(Data taken from a collection)
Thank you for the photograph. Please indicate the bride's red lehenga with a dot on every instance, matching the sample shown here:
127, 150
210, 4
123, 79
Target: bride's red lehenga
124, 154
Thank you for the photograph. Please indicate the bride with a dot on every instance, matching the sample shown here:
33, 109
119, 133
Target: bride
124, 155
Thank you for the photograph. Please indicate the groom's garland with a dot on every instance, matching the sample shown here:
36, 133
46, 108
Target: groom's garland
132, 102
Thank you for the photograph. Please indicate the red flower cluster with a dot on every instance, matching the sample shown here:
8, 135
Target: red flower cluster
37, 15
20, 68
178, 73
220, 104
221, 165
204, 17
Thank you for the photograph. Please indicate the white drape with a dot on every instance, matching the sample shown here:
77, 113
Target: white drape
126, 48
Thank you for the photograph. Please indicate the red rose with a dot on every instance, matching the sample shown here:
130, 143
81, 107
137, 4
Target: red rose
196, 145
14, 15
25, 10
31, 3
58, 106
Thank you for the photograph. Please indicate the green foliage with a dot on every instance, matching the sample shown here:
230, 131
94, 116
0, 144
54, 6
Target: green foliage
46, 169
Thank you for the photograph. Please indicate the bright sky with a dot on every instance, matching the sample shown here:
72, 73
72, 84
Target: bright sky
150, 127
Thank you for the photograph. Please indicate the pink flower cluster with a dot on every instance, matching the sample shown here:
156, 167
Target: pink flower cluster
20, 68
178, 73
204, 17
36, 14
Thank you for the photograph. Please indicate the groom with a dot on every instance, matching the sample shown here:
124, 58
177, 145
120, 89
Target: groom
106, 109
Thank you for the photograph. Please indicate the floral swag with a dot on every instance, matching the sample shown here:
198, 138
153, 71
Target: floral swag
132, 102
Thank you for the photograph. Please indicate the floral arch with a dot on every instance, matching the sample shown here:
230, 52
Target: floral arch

▸ SET TASK: Reproduce all of the material above, substituting "with a marker" for every occurrence of "with a dot" and leaving everything else unchanged.

▸ SOLUTION TO THE PROBLEM:
Thank you for the photograph. Please indicate the bride's red lehenga with a marker on every instance, matching the sample shown here:
127, 150
210, 4
123, 79
Target: bride's red lehenga
124, 154
Thank you for the photograph. Please indicate the bride with a marker on every instance, matching the sample shown here:
33, 109
119, 133
Target: bride
124, 155
Thank you for the photograph. Please indicate the groom's garland with a marker on every instance, matching the sample shown here:
36, 133
46, 108
Target: groom's garland
132, 102
Thank you for the photograph. Please indicate the red flower cluster with a marker on every instance, matching the sample shown here:
8, 135
Target: red flower cluster
37, 15
20, 68
178, 73
220, 104
221, 165
204, 17
Thank you for the photograph. Please indicate the white drape with a marker on every instance, matching the sample shown here:
77, 113
Target: white drape
126, 48
Thank you for the photograph. Please indicate the red rose with a marker on every instance, matching the sample shown here:
130, 143
81, 107
137, 4
Target: red rose
196, 145
14, 15
25, 10
31, 3
58, 106
Thank you for the photograph. Please indicate the green foliage with a marker on every instance, matching the sample shown here:
230, 131
94, 116
0, 144
54, 6
Target: green foliage
46, 169
Thank you for the photograph. Please indicate the bright sky with a marker on every instance, matching the sample shown here:
72, 73
72, 84
Target: bright sky
150, 127
Thank you for the photograph. Please indicate the pink flower cluster with a marker on every instance, matching the sample shown here:
156, 167
Target: pink flower cluster
20, 68
178, 73
204, 17
36, 14
Thank you for the photograph. Please indicate the groom with a marker on every instance, matching the sample shown here:
124, 58
177, 145
120, 89
Target: groom
106, 109
Thank you for the photograph. Please indicate the floral swag with a marker on every instance, matching the sample shown here:
198, 138
153, 71
Target: floral swag
132, 102
Thank you for the photograph. Please indicate the floral arch with a marker on every instance, matching the sample shown here:
230, 52
Target: floral arch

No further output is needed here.